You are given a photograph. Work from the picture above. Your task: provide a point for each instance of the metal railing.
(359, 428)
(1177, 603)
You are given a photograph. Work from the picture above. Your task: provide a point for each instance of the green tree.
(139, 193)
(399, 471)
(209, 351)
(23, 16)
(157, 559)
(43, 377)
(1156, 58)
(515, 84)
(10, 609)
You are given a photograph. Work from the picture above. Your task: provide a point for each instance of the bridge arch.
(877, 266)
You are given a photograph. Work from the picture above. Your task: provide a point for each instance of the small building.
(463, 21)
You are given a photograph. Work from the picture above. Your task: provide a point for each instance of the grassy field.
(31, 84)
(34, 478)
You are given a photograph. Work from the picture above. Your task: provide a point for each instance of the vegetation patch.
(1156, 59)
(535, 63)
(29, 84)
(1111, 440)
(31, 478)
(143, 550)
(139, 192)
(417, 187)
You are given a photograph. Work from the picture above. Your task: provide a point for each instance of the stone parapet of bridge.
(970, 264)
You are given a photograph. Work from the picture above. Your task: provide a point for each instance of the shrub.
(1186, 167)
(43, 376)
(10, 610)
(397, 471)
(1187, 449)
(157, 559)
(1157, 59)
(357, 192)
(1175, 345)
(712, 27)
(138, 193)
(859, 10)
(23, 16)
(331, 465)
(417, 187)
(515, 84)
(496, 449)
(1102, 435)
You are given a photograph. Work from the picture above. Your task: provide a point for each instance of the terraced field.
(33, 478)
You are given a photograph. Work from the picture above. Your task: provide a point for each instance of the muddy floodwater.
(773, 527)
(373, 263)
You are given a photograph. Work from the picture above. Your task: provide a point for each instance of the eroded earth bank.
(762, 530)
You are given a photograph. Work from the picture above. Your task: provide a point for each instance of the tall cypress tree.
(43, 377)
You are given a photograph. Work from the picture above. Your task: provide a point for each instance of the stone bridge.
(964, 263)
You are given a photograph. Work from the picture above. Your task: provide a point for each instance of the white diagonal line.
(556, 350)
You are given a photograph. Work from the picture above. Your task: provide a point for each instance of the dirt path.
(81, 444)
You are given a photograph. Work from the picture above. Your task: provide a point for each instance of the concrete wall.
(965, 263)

EXERCISE: Keeping each word as it stands, transcribe every entry.

YOUR RESPONSE:
You are given a photograph. Work from the picture above. Your task: provide a point for each instance of the metal railing.
(359, 428)
(1177, 603)
You are given a photograph. Work from the picture above. Your task: provide a point for each instance of the green tree.
(139, 193)
(399, 471)
(209, 351)
(23, 16)
(157, 559)
(43, 377)
(1156, 58)
(515, 84)
(10, 609)
You are given a photograph. Work from the picture above. Your task: provide a point for each instance of the bridge arch.
(877, 266)
You are given a photograph. Work from the picture above. Your task: provide a point for each instance of the small building.
(463, 21)
You are given a photograph. Work from the picture above. Your task: provide a point for each instance of the grassy field.
(31, 84)
(34, 478)
You are given a photograph. Work from the picture above. Your task: provide a point for each instance of the vegetation patch.
(1156, 59)
(535, 63)
(29, 84)
(1111, 440)
(31, 478)
(143, 550)
(139, 192)
(417, 187)
You are given a photograph. Work from the picture above. Your task: provide a point for each instance of the stone parapet of bridge.
(970, 264)
You are given a photograph. Work from the picture above. Your task: provide a point for each instance of the shrub.
(1186, 167)
(43, 376)
(10, 610)
(397, 471)
(1187, 449)
(157, 559)
(1157, 59)
(357, 192)
(1175, 345)
(712, 27)
(138, 193)
(859, 10)
(23, 16)
(331, 465)
(417, 187)
(515, 84)
(496, 449)
(1102, 435)
You are given a photograph. Work from the picture above. Your task: provide a point for each instance of the terraced field.
(33, 478)
You are given a photograph. Work from the picture above. Your task: provide a point for each instance of the muddy floodwater.
(773, 527)
(373, 263)
You are given a photograph. Work from the picture above. Your task: provide a point for each instance of the eroded earth bank.
(762, 530)
You are given a photograph. Work from the picture above. Your task: provide a point for each instance of the tall cypress tree.
(43, 377)
You are given a photograph. Work from the picture above. Your task: provide a point for each instance of the stone bridge.
(964, 263)
You are given a photograph. Work from the picture above. Your task: provide a point for each instance of the white diagonal line.
(556, 350)
You are given a photograph. Work from the picture above. Your task: provide a point for each instance of the dirt path.
(81, 444)
You are given a photograph. Work from the picture above. Your task: provide a point for each instance of the concrete wall.
(965, 263)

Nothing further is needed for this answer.